▸ Image point grounding data:

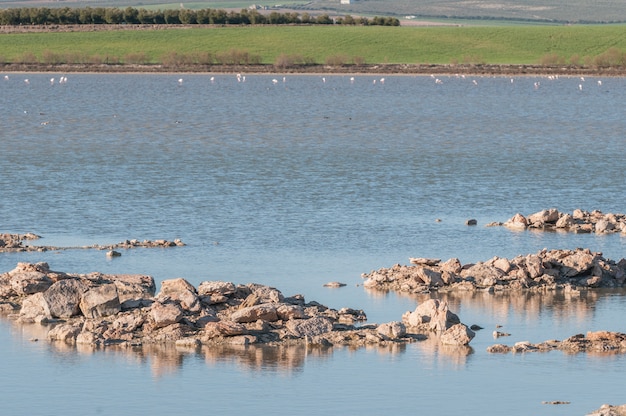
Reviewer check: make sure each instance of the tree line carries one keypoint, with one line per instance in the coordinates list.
(130, 15)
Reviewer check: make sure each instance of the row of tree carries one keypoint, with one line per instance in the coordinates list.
(130, 15)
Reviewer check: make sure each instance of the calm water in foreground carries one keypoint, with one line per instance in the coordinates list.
(296, 183)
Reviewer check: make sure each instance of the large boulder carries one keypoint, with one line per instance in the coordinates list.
(100, 301)
(546, 216)
(63, 297)
(181, 291)
(483, 274)
(264, 312)
(309, 327)
(517, 222)
(29, 278)
(133, 286)
(165, 314)
(458, 334)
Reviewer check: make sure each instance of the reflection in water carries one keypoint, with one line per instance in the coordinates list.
(576, 306)
(167, 359)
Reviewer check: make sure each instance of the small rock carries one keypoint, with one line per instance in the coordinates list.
(334, 284)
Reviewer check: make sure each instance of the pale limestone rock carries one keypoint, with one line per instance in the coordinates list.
(483, 274)
(502, 264)
(458, 334)
(392, 330)
(100, 301)
(223, 329)
(452, 265)
(517, 222)
(266, 294)
(542, 217)
(133, 286)
(265, 311)
(608, 410)
(64, 332)
(429, 277)
(216, 287)
(286, 312)
(534, 266)
(29, 282)
(577, 262)
(422, 261)
(499, 349)
(309, 327)
(63, 297)
(181, 291)
(604, 226)
(565, 221)
(35, 306)
(165, 314)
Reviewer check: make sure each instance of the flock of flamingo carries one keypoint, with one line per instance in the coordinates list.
(242, 78)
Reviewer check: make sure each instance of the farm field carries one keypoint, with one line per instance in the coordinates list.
(317, 44)
(470, 12)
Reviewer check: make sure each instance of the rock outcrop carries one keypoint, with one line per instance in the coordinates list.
(100, 310)
(578, 221)
(608, 410)
(593, 342)
(16, 243)
(547, 270)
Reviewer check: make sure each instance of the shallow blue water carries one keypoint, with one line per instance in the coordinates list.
(302, 182)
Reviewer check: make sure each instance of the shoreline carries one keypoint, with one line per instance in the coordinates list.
(365, 69)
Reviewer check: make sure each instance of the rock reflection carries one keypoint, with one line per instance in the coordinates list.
(563, 305)
(454, 356)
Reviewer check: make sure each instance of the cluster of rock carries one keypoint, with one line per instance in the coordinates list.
(578, 221)
(9, 241)
(594, 342)
(15, 242)
(548, 269)
(609, 410)
(100, 309)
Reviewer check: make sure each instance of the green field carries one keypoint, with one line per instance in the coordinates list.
(372, 44)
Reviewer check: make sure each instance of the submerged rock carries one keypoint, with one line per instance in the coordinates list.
(578, 221)
(545, 270)
(99, 310)
(592, 342)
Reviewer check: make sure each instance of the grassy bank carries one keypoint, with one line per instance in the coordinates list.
(319, 44)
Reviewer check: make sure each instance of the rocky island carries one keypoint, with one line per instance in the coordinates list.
(102, 310)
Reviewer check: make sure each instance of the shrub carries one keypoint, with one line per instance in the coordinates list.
(135, 58)
(552, 59)
(613, 57)
(336, 60)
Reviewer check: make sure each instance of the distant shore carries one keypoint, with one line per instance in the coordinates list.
(365, 69)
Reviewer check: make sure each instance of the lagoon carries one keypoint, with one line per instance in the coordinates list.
(301, 182)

▸ Exercise requirements:
Reproduce the data verbatim. Do not carry any picture into the copy.

▸ Exercise solution:
Reviewer check: make sure each instance of the tree line carries one keypoint, with one line per instance in the coordinates list.
(130, 15)
Reviewer check: make sure each instance of the row of tree carries one keypoint, with one line per instance in the coordinates list.
(130, 15)
Reviewer check: make sure each instance of the calm water in foreground carries one keypoint, with one line per instance in the coordinates list.
(296, 183)
Reviewer check: make sure each instance of the large boulder carries one keypoint, with one line per instance in the coordinates list.
(100, 301)
(546, 216)
(63, 297)
(181, 291)
(483, 274)
(264, 312)
(309, 327)
(517, 222)
(29, 278)
(133, 286)
(165, 314)
(458, 334)
Reviewer check: make sure each instance of the reflection in water carries one keypoint, with one line per instance in the coordinates list.
(576, 306)
(167, 359)
Reviewer check: make sure each instance of the small rock carries one keypoint, with one line per instance in the coordinates list.
(334, 284)
Reviewer check: make sure each instance of the pale limestone rock carries one keypoint, with one line per instance in the coordinates list.
(483, 274)
(502, 264)
(458, 334)
(392, 330)
(100, 301)
(223, 329)
(452, 265)
(517, 222)
(266, 294)
(542, 217)
(133, 286)
(265, 311)
(608, 410)
(64, 332)
(429, 277)
(216, 287)
(286, 312)
(534, 266)
(29, 282)
(577, 262)
(422, 261)
(499, 349)
(309, 327)
(63, 297)
(181, 291)
(604, 226)
(565, 221)
(35, 306)
(165, 314)
Reviewer check: make sure each instance of the flock of flamingo carries one keypoint, with one line per instance in the coordinates list.
(242, 78)
Reviewer check: make sure each instance of the farm field carries one keypoint, with one line per instance in the coordinates list.
(317, 44)
(470, 12)
Reviewer check: make sure each instance of the rock outcrop carries one keypoint, with one line per instance in the coordinates list.
(100, 310)
(578, 221)
(608, 410)
(593, 342)
(16, 243)
(547, 270)
Reviewer check: make sure each instance of the shallow blue water carries one keypoint, with one line per instance in the coordinates list.
(302, 182)
Reviewer check: make sure each instance of the shoreline carries one keypoint, with one line per instance in the coordinates list.
(365, 69)
Reviewer check: make sure each instance of the rock reflection carries one keypoint, with one line per instance in the coordinates list.
(563, 305)
(454, 356)
Reviewer check: make sure each instance of the cluster of rock carries one keypoint, with one line per instance in the coordinates list.
(578, 221)
(9, 241)
(594, 342)
(15, 242)
(548, 269)
(609, 410)
(100, 309)
Reviewer check: make sure each instance of the green field carries one keypoint, with one line per instance in the coordinates list.
(372, 44)
Reviewer check: make sure each instance of the submerged rock carries one keypoint, with one line per instance in the coordinates list.
(578, 221)
(545, 270)
(99, 310)
(592, 342)
Reviewer check: make sure each instance of the grassy bank carries one keypoint, with one line per instance in the coordinates list.
(319, 44)
Reviewer check: make sure each instance of the rocky island carries one keypoint, with one line per instance in the coordinates list.
(102, 310)
Reviewer check: make sure each instance of the shrub carries one keypoint, with one line per instance in the coordinates list.
(135, 58)
(552, 59)
(613, 57)
(336, 60)
Reviewer check: make sure each instance of the distant shore carries one keypoint, with one line per instance in the coordinates list.
(365, 69)
Reviewer check: make sure each instance of the lagoon carries one keypoint, with one line per instance in the coordinates list.
(301, 182)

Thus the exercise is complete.